**Required task:** Starting with the first of the items below and going on through the line that contains "238), (12, 226)]", write those lines out again in full, with 112 added to every x and y coordinate in the outlines and the pictures left out.

** Begin Data supplied **

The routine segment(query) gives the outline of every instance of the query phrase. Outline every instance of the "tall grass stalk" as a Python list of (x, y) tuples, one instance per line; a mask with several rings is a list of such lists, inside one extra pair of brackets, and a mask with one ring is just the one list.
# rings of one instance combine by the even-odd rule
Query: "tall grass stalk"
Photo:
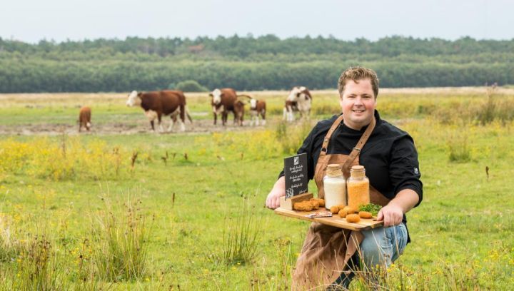
[(251, 262), (257, 251), (261, 235), (261, 221), (255, 217), (255, 206), (244, 199), (241, 215), (226, 218), (222, 261), (226, 265)]
[(66, 289), (63, 259), (46, 235), (35, 236), (24, 245), (16, 260), (14, 290), (58, 290)]
[(95, 228), (94, 260), (101, 277), (111, 282), (141, 280), (148, 268), (150, 227), (140, 199), (128, 198), (121, 210), (106, 198)]
[(10, 218), (0, 214), (0, 262), (9, 262), (19, 254), (20, 243), (14, 238), (12, 226)]

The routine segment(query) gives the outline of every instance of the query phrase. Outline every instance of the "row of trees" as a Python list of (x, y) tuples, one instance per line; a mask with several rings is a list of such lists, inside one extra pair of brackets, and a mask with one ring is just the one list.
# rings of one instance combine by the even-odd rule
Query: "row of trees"
[[(361, 63), (376, 69), (382, 87), (483, 86), (514, 83), (508, 63)], [(136, 63), (0, 61), (2, 92), (96, 92), (151, 91), (193, 80), (209, 90), (288, 89), (301, 84), (313, 89), (336, 88), (345, 63), (313, 61)]]
[(377, 71), (383, 87), (513, 84), (514, 40), (234, 36), (30, 44), (0, 39), (0, 92), (148, 91), (191, 81), (208, 90), (321, 89), (336, 88), (341, 71), (356, 65)]
[(366, 39), (343, 41), (333, 37), (311, 38), (308, 36), (281, 39), (273, 35), (254, 38), (251, 35), (240, 37), (218, 36), (188, 38), (138, 38), (125, 40), (99, 39), (96, 40), (56, 43), (42, 40), (36, 44), (5, 40), (0, 38), (0, 51), (19, 51), (23, 53), (51, 51), (81, 51), (89, 53), (98, 49), (109, 48), (114, 53), (143, 53), (161, 56), (183, 53), (218, 54), (221, 56), (246, 57), (254, 53), (368, 54), (395, 56), (401, 54), (423, 56), (467, 55), (479, 53), (512, 53), (514, 39), (505, 41), (475, 40), (463, 37), (455, 41), (441, 39), (414, 39), (390, 36), (370, 41)]

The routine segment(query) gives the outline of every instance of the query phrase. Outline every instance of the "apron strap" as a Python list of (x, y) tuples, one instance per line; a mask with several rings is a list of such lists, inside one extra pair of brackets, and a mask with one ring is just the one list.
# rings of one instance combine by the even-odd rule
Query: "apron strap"
[(373, 116), (371, 123), (368, 126), (368, 128), (364, 131), (361, 139), (353, 148), (351, 153), (350, 153), (350, 155), (348, 155), (346, 162), (343, 164), (343, 168), (350, 168), (350, 165), (353, 163), (353, 160), (361, 153), (361, 150), (364, 146), (366, 142), (368, 141), (368, 138), (371, 136), (371, 132), (375, 129), (375, 125), (376, 125), (376, 121), (375, 120), (375, 116)]
[[(331, 128), (328, 130), (326, 136), (325, 136), (323, 146), (321, 146), (321, 152), (320, 153), (320, 157), (326, 155), (327, 147), (328, 146), (328, 141), (330, 141), (331, 137), (332, 137), (332, 133), (333, 133), (333, 132), (336, 131), (336, 129), (339, 127), (341, 122), (343, 122), (343, 114), (338, 117), (336, 121), (332, 123), (332, 126), (331, 126)], [(355, 159), (355, 158), (353, 158)]]

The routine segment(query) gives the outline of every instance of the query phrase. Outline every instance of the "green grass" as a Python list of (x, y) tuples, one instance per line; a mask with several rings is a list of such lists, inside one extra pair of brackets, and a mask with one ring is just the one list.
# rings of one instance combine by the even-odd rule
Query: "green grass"
[[(329, 103), (330, 94), (326, 94), (326, 99), (320, 97), (318, 104)], [(504, 97), (513, 98), (512, 96)], [(280, 96), (269, 98), (272, 107), (278, 108)], [(514, 284), (514, 200), (510, 198), (510, 184), (514, 176), (514, 123), (497, 121), (481, 126), (463, 120), (448, 123), (438, 120), (438, 116), (425, 113), (428, 112), (426, 108), (433, 113), (448, 108), (450, 104), (457, 104), (460, 108), (468, 104), (471, 108), (485, 98), (479, 95), (425, 93), (379, 97), (383, 116), (414, 138), (424, 185), (423, 203), (408, 214), (413, 242), (392, 268), (390, 289), (400, 290), (398, 287), (400, 282), (407, 286), (405, 289), (412, 290), (466, 290), (475, 285), (479, 289), (508, 290)], [(60, 102), (59, 106), (69, 106), (68, 101)], [(54, 105), (54, 109), (34, 111), (36, 108), (16, 104), (0, 108), (0, 126), (29, 122), (16, 116), (27, 118), (30, 123), (51, 123), (62, 116), (73, 117), (76, 111), (68, 108), (56, 112), (58, 105)], [(106, 102), (97, 105), (99, 119), (103, 122), (108, 122), (111, 114), (134, 118), (141, 114), (138, 108), (113, 106), (109, 111)], [(200, 112), (203, 105), (194, 103), (191, 107)], [(11, 111), (8, 116), (13, 118), (2, 114)], [(313, 119), (330, 115), (324, 110), (318, 114)], [(35, 265), (17, 260), (22, 247), (30, 245), (27, 244), (36, 235), (39, 238), (44, 235), (51, 243), (51, 257), (60, 267), (52, 269), (54, 261), (49, 261), (44, 270), (50, 277), (45, 277), (46, 281), (43, 282), (54, 284), (50, 279), (59, 278), (63, 281), (59, 285), (67, 288), (288, 289), (291, 267), (308, 224), (276, 215), (263, 208), (268, 191), (282, 166), (282, 158), (286, 155), (283, 145), (276, 139), (276, 126), (195, 135), (69, 137), (67, 143), (82, 145), (84, 149), (76, 152), (75, 174), (61, 179), (35, 175), (28, 165), (36, 163), (33, 159), (23, 160), (24, 166), (10, 165), (11, 169), (16, 170), (6, 170), (9, 165), (0, 164), (0, 226), (4, 230), (9, 227), (12, 235), (9, 238), (11, 247), (7, 243), (0, 245), (0, 254), (11, 257), (0, 260), (0, 289), (10, 289), (14, 282), (19, 283), (19, 278), (29, 275), (24, 272), (34, 270), (31, 267)], [(292, 134), (305, 134), (301, 126), (288, 130)], [(449, 145), (461, 148), (463, 139), (455, 137), (463, 136), (467, 136), (465, 153), (468, 155), (454, 160)], [(4, 136), (0, 141), (9, 142), (6, 141), (9, 138), (11, 143), (35, 147), (44, 138)], [(49, 137), (47, 142), (59, 148), (62, 137)], [(100, 142), (105, 143), (109, 153), (116, 147), (119, 148), (121, 162), (117, 175), (86, 172), (99, 170), (95, 168), (79, 170), (91, 163), (87, 161), (93, 158), (91, 145)], [(0, 157), (7, 148), (1, 146)], [(170, 155), (165, 165), (161, 158), (166, 150), (176, 155), (174, 158)], [(130, 156), (133, 151), (139, 154), (131, 170)], [(187, 160), (184, 153), (188, 153)], [(309, 186), (316, 188), (313, 183)], [(88, 250), (84, 241), (88, 240), (91, 247), (99, 247), (103, 245), (94, 240), (100, 238), (92, 232), (99, 235), (109, 233), (102, 233), (98, 227), (99, 221), (109, 217), (102, 198), (109, 198), (113, 213), (118, 215), (114, 217), (121, 220), (126, 213), (124, 203), (134, 193), (137, 197), (130, 197), (141, 200), (138, 213), (148, 223), (144, 227), (148, 237), (143, 242), (147, 247), (145, 272), (138, 273), (142, 275), (108, 280), (94, 273), (94, 263), (101, 260), (94, 260), (94, 256), (87, 261), (80, 258)], [(256, 225), (248, 223), (250, 215), (252, 221), (259, 222), (260, 230), (256, 227), (244, 228)], [(230, 221), (247, 223), (238, 225)], [(229, 233), (238, 225), (242, 225), (246, 233)], [(251, 240), (238, 245), (248, 246), (250, 248), (243, 252), (254, 250), (255, 255), (245, 260), (228, 260), (229, 264), (213, 260), (226, 254), (223, 242), (226, 245), (229, 233), (236, 238), (251, 238), (257, 231), (260, 235), (255, 247), (250, 246)], [(133, 249), (129, 250), (133, 254)], [(246, 263), (246, 260), (251, 263)], [(81, 269), (81, 265), (87, 267)], [(79, 270), (84, 270), (81, 273)], [(400, 275), (403, 279), (398, 278)], [(89, 279), (81, 282), (80, 277)], [(352, 288), (364, 290), (366, 285), (355, 282)]]

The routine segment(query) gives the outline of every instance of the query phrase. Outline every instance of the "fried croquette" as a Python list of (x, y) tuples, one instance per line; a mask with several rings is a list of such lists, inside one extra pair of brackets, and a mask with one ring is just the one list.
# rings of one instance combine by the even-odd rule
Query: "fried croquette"
[(319, 198), (311, 198), (309, 201), (316, 201), (318, 207), (325, 207), (325, 200)]
[(332, 206), (331, 207), (331, 212), (332, 214), (336, 214), (339, 212), (339, 208), (337, 206)]
[(359, 211), (359, 216), (361, 218), (371, 218), (373, 217), (371, 213), (368, 211)]
[(298, 211), (311, 211), (313, 209), (313, 205), (311, 201), (297, 202), (293, 205), (293, 209)]
[(308, 201), (311, 205), (313, 205), (313, 209), (318, 209), (319, 208), (319, 202), (314, 198), (311, 198)]
[(361, 221), (361, 218), (358, 214), (348, 214), (346, 215), (346, 221), (352, 223), (358, 223)]
[(343, 208), (346, 210), (346, 213), (348, 214), (351, 213), (355, 213), (357, 212), (357, 209), (356, 209), (354, 207), (351, 206), (345, 206), (344, 208)]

** End Data supplied **

**Written response:**
The routine segment(query) gives the outline of every instance of the query phrase. Outline every instance of the "tall grass stalk" as a Python list of (x, y) tuples, one instance per line; a mask with several rings is a list of such lists, inside one extra pair of brackets, and a mask with one ring is just the one list.
# rings of one instance combine by the even-odd rule
Query: "tall grass stalk"
Photo:
[(363, 374), (369, 363), (373, 347), (373, 333), (367, 329), (367, 318), (356, 311), (353, 327), (338, 330), (334, 373), (338, 377)]
[(178, 401), (175, 371), (158, 347), (147, 348), (136, 357), (128, 372), (126, 402), (170, 402)]
[(207, 340), (206, 372), (213, 389), (223, 394), (253, 392), (260, 380), (262, 339), (252, 311), (240, 310), (233, 322), (218, 310)]
[(122, 330), (112, 326), (112, 374), (121, 374), (131, 366), (132, 355), (126, 350), (124, 338)]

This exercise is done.